PROVIDED TEXT:
* * *

Mumbai’s unique public-private partnership TB model, the Private Provider Interface Agency (PPIA) is addressing this gap. BMC and Path, a global NGO, joined hands in 2014 and mapped 15 high-burden TB wards in Mumbai. Step 2 was to engage with private doctors, chemists and diagnostic centres. Over 75 per cent of India’s population seeks private care. And with an estimated 28 lakh TB cases, an effective fight against it would not be possible without engaging the private sector.

As part of these efforts, like many private practitioners, Dr Shaikh has been given a list of private diagnostic centres where his TB patients can get tests done for free. He also generates a voucher that patients can show at a chemist shop that is part of the network to claim medicines. The chemists are later compensated by the Path.

The high cost of treatment means that patients drop out. With a highly contagious infection like TB, even one patient drop-out risks lives of those around, especially in communities where nutrition levels are abysmally low.

It was this system that made Ishrat Parveen’s recovery from TB possible last year. The 16-year-old caught the infection from her niece who stayed with the family for a few days in their 100-sq-ft home in Baiganwadi that has no windows. “I went to Dr Vikas Oswal at his nursing home in Govandi, and he gave me the medicines,” says the teenager.

* * *

DIRECTIONS:
**1)** From the Mumbai TB text, copy word for word the part that opens with the words containing "It was this" and closes with "says the teenager.".
**2)** According to the Mumbai TB text, which two parties joined hands in 2014?
**3)** Name every person the Mumbai TB text mentions by name.

SUPPLIED ENTRIES:
* * *

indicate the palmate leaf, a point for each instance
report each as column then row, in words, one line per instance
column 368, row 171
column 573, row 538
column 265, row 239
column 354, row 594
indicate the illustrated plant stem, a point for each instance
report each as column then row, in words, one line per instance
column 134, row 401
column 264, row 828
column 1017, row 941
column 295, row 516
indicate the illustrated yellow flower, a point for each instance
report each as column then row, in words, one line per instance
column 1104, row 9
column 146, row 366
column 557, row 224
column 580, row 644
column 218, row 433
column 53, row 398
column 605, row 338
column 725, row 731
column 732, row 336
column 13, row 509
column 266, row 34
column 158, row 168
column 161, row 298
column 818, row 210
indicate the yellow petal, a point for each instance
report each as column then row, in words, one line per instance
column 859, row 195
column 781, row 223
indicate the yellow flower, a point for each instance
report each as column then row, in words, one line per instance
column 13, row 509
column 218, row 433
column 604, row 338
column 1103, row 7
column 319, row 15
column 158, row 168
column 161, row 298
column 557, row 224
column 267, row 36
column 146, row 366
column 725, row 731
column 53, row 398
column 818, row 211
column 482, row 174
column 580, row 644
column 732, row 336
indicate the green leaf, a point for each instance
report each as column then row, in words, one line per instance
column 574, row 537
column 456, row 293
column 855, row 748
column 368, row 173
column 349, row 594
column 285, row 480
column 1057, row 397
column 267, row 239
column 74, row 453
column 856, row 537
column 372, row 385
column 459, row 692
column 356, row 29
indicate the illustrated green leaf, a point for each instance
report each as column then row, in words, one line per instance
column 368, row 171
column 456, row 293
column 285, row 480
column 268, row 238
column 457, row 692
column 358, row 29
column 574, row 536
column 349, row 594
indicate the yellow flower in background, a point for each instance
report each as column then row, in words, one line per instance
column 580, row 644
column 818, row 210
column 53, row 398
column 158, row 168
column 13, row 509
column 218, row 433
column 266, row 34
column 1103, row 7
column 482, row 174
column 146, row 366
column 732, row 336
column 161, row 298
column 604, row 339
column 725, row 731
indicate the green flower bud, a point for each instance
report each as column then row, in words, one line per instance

* * *

ANSWERS TO THE EXERCISE:
**1)**
It was this system that made Ishrat Parveen’s recovery from TB possible last year. The 16-year-old caught the infection from her niece who stayed with the family for a few days in their 100-sq-ft home in Baiganwadi that has no windows. “I went to Dr Vikas Oswal at his nursing home in Govandi, and he gave me the medicines,” says the teenager.

**2)** BMC and Path, a global NGO.

**3)** Dr Shaikh, Ishrat Parveen, Dr Vikas Oswal